Instructions to follow: Could you reproduce the entries exactly, omitting every picture?

Study material:
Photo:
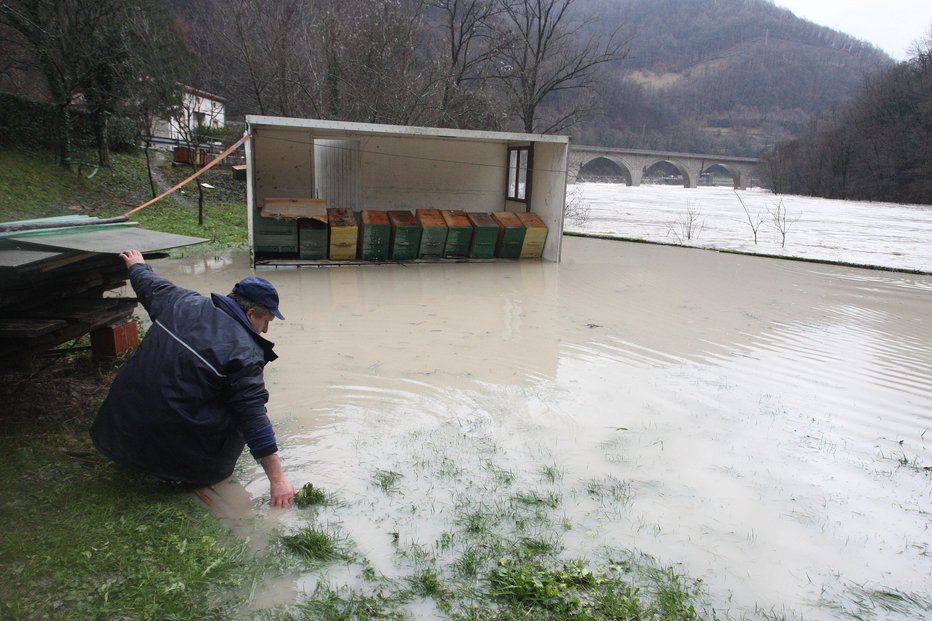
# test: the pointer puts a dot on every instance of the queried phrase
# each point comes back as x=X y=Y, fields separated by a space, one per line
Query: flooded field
x=854 y=232
x=760 y=425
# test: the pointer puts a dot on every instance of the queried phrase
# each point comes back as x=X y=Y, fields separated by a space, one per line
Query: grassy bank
x=83 y=539
x=32 y=185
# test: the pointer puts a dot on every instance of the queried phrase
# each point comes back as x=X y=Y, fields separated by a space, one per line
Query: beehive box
x=535 y=236
x=510 y=235
x=433 y=233
x=459 y=233
x=113 y=340
x=484 y=235
x=312 y=238
x=343 y=234
x=406 y=235
x=374 y=235
x=275 y=235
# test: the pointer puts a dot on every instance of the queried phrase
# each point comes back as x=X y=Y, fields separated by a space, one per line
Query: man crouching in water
x=192 y=395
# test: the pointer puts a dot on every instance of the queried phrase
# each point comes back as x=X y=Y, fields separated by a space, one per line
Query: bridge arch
x=689 y=178
x=734 y=172
x=602 y=167
x=635 y=161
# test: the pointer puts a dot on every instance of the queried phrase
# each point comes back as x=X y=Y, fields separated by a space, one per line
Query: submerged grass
x=318 y=545
x=309 y=495
x=83 y=539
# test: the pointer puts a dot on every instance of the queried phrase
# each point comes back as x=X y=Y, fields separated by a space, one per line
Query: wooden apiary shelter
x=319 y=165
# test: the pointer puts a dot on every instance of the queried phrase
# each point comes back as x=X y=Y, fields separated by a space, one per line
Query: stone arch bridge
x=633 y=163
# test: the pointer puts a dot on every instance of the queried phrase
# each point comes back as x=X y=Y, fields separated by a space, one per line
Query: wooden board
x=294 y=208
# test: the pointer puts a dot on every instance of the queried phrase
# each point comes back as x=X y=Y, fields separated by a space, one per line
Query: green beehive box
x=484 y=236
x=374 y=235
x=459 y=233
x=433 y=233
x=312 y=238
x=406 y=235
x=274 y=235
x=511 y=233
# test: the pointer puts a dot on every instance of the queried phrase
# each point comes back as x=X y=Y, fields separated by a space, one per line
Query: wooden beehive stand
x=50 y=301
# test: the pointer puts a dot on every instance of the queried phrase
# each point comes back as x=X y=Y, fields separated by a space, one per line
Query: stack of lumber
x=51 y=296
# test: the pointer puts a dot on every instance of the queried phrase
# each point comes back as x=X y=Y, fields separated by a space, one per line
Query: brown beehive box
x=459 y=233
x=343 y=234
x=510 y=235
x=433 y=232
x=534 y=237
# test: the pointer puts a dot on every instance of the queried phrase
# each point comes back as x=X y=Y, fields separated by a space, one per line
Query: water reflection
x=765 y=420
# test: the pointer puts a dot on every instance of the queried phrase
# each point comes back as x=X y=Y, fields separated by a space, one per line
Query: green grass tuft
x=316 y=545
x=309 y=495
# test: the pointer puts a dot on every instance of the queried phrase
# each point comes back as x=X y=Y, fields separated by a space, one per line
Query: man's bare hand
x=131 y=258
x=282 y=493
x=281 y=488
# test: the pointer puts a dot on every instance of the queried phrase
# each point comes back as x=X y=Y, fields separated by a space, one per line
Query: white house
x=198 y=109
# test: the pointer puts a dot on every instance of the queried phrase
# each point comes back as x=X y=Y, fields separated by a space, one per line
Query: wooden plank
x=294 y=208
x=19 y=328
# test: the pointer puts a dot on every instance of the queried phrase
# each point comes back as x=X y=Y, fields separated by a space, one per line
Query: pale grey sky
x=891 y=25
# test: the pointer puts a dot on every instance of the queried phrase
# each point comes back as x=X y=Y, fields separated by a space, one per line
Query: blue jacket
x=192 y=395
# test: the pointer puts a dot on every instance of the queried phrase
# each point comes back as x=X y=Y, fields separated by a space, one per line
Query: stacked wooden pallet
x=48 y=297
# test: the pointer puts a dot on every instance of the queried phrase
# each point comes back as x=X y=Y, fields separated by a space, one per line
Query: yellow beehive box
x=343 y=234
x=535 y=236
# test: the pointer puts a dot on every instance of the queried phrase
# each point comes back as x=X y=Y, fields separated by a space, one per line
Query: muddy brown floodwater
x=764 y=424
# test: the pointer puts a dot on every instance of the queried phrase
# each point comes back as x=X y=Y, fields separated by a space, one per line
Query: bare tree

Solution to this problem:
Photo:
# test: the pointer puts a dot on every instance of the queried phrase
# each point comes back as x=X y=Y, fields separated by a space, one per line
Query: flooded field
x=854 y=232
x=760 y=425
# test: the pointer puts a dot on every instance of the queried phrase
# each point comes back as x=X y=Y, fields separated by a space, one per line
Query: grassy bank
x=83 y=539
x=32 y=185
# test: the pointer puts a dot on every instance of the queried phrase
# each point comes back as x=X y=Y, fields separated by a space, one per line
Query: beehive box
x=535 y=236
x=510 y=235
x=433 y=233
x=459 y=233
x=113 y=340
x=484 y=235
x=312 y=238
x=343 y=234
x=406 y=235
x=374 y=235
x=275 y=235
# test: the pointer puts a dot on every instance of the queried phrase
# each point comes back as x=X y=Y, fields separated by a space, one per line
Query: man crouching in water
x=192 y=395
# test: the pointer puts a dot on every instance of the queried phrase
# each point comes back as x=X y=Y, fields separated by a space, one per line
Query: bridge arch
x=689 y=178
x=734 y=172
x=602 y=167
x=635 y=161
# test: the pointer puts a dot on every instance of the queried phrase
# each point comes back as x=X y=Y, fields separated by a space, one per line
Query: submerged grass
x=318 y=545
x=309 y=495
x=83 y=539
# test: the pointer puts a dot on every instance of the queried phrase
# each point comes back as x=X y=Y, fields separated by a space, one per line
Query: wooden apiary shelter
x=319 y=165
# test: the pointer puts a dot on every instance of the queried phrase
# each point comes back as x=X y=Y, fields separated by a space, one per line
Query: stone arch bridge
x=633 y=163
# test: the pointer puts a dot on every instance of the queried phrase
# each point comes back as x=X y=Y, fields separated by a space, one per line
Query: wooden board
x=294 y=208
# test: the pointer puts a dot on every instance of the queried phrase
# each point comes back as x=X y=Y, fields separated by a space, one per line
Query: green beehive box
x=484 y=236
x=374 y=235
x=459 y=233
x=433 y=233
x=312 y=238
x=406 y=235
x=274 y=235
x=511 y=233
# test: the pointer puts a dot on every instance of the queried phrase
# each point comes back as x=X y=Y, fields separated by a space, one per line
Query: wooden beehive stand
x=50 y=301
# test: the pointer puts a dot on every instance of the queried phrase
# each point comes back as x=X y=Y, fields separated by a space, one per line
Query: stack of lumber
x=51 y=296
# test: the pointer puts a dot on every instance of the queried phrase
# each point comes back as x=X y=Y, fields separated by a space, one per line
Query: brown beehive box
x=459 y=233
x=343 y=234
x=510 y=235
x=433 y=232
x=534 y=237
# test: the pointer puts a dot on every instance of the queried phrase
# each point comes back as x=X y=Y, fields separated by a space, one per line
Query: water reflection
x=765 y=420
# test: the pointer puts a dot on every instance of the queried phrase
# each point comes back as x=X y=Y, fields separated by a space, one per line
Query: green grass tuft
x=316 y=545
x=309 y=495
# test: the pointer puts a dot on every instance of the queried phrase
# each point comes back as x=X y=Y, fields separated by a space, one per line
Query: man's bare hand
x=131 y=258
x=282 y=493
x=281 y=488
# test: the pointer puts a dot on every instance of the queried phrase
# each point comes back as x=X y=Y, fields separated by a space, one per line
Query: white house
x=198 y=109
# test: the pointer puts a dot on every instance of the queried phrase
# each point comes back as x=X y=Y, fields separated by a space, one per line
Query: wooden plank
x=294 y=208
x=19 y=328
# test: the pointer puts a dot on every instance of the queried phrase
# each point comes back as x=X y=Y, fields separated by a space, one per line
Query: pale grey sky
x=891 y=25
# test: the pointer puts a dot on every instance of the queried phrase
# each point comes back as x=X y=Y, fields separated by a space, one per line
Query: blue jacket
x=192 y=395
# test: the pointer puts a dot on every instance of the queried phrase
# each point comes back as x=X y=Y, fields separated by a space, one per line
Query: stacked wooden pallet
x=48 y=297
# test: the pointer puts a dot on every instance of the queried phrase
# each point comes back as x=X y=Y, fields separated by a space, one per line
Query: yellow beehive box
x=343 y=234
x=535 y=236
# test: the pointer puts a dot on every instance of the queried phrase
# each point comes back as x=X y=Y, fields separated by a space, one per line
Query: muddy brown floodwater
x=764 y=424
# test: the pointer puts a dot on every instance of the queried phrase
# each point comes back as x=X y=Y, fields separated by a space, one per line
Query: bare tree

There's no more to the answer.